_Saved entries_
╭──

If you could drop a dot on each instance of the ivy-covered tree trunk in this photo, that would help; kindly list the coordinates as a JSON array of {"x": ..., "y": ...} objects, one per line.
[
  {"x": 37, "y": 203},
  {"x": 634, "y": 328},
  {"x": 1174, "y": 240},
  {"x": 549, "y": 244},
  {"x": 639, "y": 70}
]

╰──

_SHORT PROBLEM_
Filter the data above down to only the lines that contain the word "trunk".

_TASK RESULT_
If you could drop a dot on each instance of the ivy-covered tree trunk in this photo, that would help; kindly list the coordinates as a JSON array of {"x": ..., "y": ...} objects, one per line.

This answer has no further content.